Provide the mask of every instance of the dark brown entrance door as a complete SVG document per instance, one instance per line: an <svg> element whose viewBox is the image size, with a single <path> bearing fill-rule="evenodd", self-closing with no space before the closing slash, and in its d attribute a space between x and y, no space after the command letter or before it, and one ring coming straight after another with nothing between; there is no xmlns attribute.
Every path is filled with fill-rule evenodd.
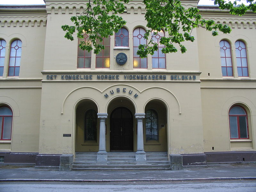
<svg viewBox="0 0 256 192"><path fill-rule="evenodd" d="M116 109L111 114L110 150L133 150L133 118L124 107Z"/></svg>

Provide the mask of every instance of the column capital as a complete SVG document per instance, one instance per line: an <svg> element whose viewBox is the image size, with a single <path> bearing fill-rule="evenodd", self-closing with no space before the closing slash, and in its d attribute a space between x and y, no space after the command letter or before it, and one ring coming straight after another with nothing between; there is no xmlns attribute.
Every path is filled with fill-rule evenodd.
<svg viewBox="0 0 256 192"><path fill-rule="evenodd" d="M146 114L145 113L135 113L135 118L137 119L137 118L145 118Z"/></svg>
<svg viewBox="0 0 256 192"><path fill-rule="evenodd" d="M107 113L97 113L97 115L98 116L98 118L106 118L108 117Z"/></svg>

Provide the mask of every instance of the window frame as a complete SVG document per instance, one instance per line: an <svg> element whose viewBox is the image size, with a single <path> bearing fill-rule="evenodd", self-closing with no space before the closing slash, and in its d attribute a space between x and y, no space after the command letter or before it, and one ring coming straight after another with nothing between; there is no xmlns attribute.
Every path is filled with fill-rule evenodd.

______

• Request: Can you repeat the records above word for word, from the line with "Provide the mask of every instance of the window" through the end of the records, including both of those lines?

• Complete output:
Provide the mask of every instance of the window frame as a complete SVG document per instance, one instance per line: an <svg> element whose viewBox is the image size, with a single <path> bearing fill-rule="evenodd", self-closing with no space before the closing slash, and in its d attribute a space between x and y, no space after the command letter or before it, and one ring coming straight after another with nothing between; there is no xmlns attribute.
Every path is filled with fill-rule evenodd.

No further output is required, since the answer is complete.